PAGE EXTRACT -
Admission by Donation

Ice Voices is an interactive sound-photo installation by Joan Sullivan and Robin Servant that invites visitors to listen to what the disappearing ice is trying to tell us and to use their sense of touch and vision to explore further. Underwater recordings of ice “voices” play in the artwork which can be both fascinating and destabilizing. They pull listeners into their evocative vortex, coaxing them to listen more intently to the non-human world.
Joan Sullivan is a photographer, writer and artivist. Her climate change photographs oscillate between documentary and abstraction. Her current series of experimental photographs, JE SUIS FLEUVE, explores the fleeting nature of the disappearing ice on the Saint Lawrence River as a metaphor of impermanence in a rapidly changing world.
Robin Servant is a sound artist whose installation work and electroacoustic compositions are anchored in territorial soundscapes and the people who inhabit it. Convinced that listening to our sound environment creates empathy with it, he has listened to and documented many soundscapes in the Lower Saint Lawrence region for 20 years.
Borderline (Almaguin Highlands): Collective counter mapping through sonic geographies
By Jessica Thompson
Open 10 am to 4 pm Thursday to Monday.
NAISA North Media Arts Centre, 313 Highway 124, South River, Ontario
Pay by Donation

Borderline is a critical mapmaking project that uses sound to illuminate social and economic differences in local geographies. Visitors to the NAISA North Media Arts Centre are invited to contribute to a large-scale soundmap of the Almaguin Highlands by borrowing a toolkit to map sounds in one of the villages of their choice, or by using the Borderline mobile app. The sounds collected are added to the map on an ongoing basis.

WRITTEN INSTRUCTION 1 -
Write out the stretch of the exhibition listing from "Robin Servant is" through "Thursday to Monday.", word for word.
WRITTEN INSTRUCTION 2 -
Decide whether each statement agrees with the exhibition listing, answering yes or no and quoting the words that settle it: (a) Robin Servant has documented soundscapes in the Lower Saint Lawrence region for 20 years. (b) The NAISA North Media Arts Centre is open every day of the week. (c) JE SUIS FLEUVE is a series of sound recordings.
WRITTEN INSTRUCTION 3 -
According to the exhibition listing, what is the address of the NAISA North Media Arts Centre?

STORED DATA -
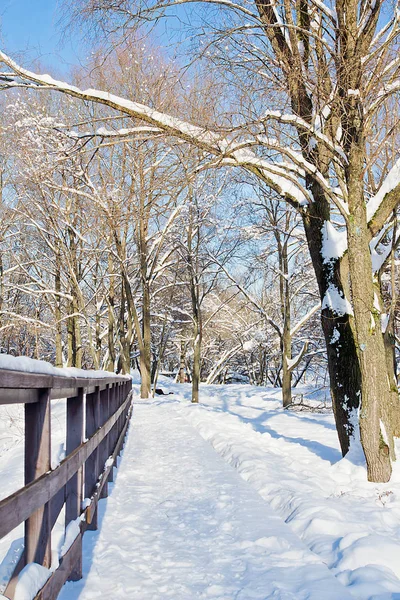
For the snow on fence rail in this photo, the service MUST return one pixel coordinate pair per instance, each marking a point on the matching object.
(98, 411)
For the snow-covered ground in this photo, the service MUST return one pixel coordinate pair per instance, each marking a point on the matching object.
(181, 523)
(293, 460)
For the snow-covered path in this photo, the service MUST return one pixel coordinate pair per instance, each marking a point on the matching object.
(181, 523)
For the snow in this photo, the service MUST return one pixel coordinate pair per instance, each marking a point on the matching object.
(190, 527)
(391, 181)
(336, 301)
(237, 498)
(30, 365)
(30, 580)
(334, 242)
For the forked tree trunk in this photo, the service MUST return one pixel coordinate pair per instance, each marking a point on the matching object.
(182, 361)
(57, 312)
(145, 354)
(197, 334)
(343, 365)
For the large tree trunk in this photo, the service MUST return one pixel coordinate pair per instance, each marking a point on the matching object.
(57, 311)
(343, 365)
(182, 361)
(197, 334)
(145, 354)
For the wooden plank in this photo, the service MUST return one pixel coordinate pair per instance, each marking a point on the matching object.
(103, 450)
(19, 506)
(74, 489)
(18, 396)
(91, 509)
(21, 379)
(68, 563)
(56, 504)
(37, 463)
(53, 586)
(92, 463)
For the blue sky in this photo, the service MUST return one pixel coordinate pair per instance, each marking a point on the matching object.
(31, 26)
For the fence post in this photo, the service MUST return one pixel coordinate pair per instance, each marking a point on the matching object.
(92, 463)
(104, 447)
(38, 462)
(73, 495)
(111, 435)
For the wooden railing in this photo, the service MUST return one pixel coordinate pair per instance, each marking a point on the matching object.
(98, 412)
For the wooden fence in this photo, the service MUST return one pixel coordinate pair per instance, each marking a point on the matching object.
(98, 412)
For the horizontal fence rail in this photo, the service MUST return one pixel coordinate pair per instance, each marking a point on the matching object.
(97, 416)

FULL SOLUTION 1 -
Robin Servant is a sound artist whose installation work and electroacoustic compositions are anchored in territorial soundscapes and the people who inhabit it. Convinced that listening to our sound environment creates empathy with it, he has listened to and documented many soundscapes in the Lower Saint Lawrence region for 20 years.
Borderline (Almaguin Highlands): Collective counter mapping through sonic geographies
By Jessica Thompson
Open 10 am to 4 pm Thursday to Monday.

FULL SOLUTION 2 -
(a) Yes: "he has listened to and documented many soundscapes in the Lower Saint Lawrence region for 20 years."
(b) No: "Open 10 am to 4 pm Thursday to Monday."
(c) No: "Her current series of experimental photographs, JE SUIS FLEUVE"

FULL SOLUTION 3 -
313 Highway 124, South River, Ontario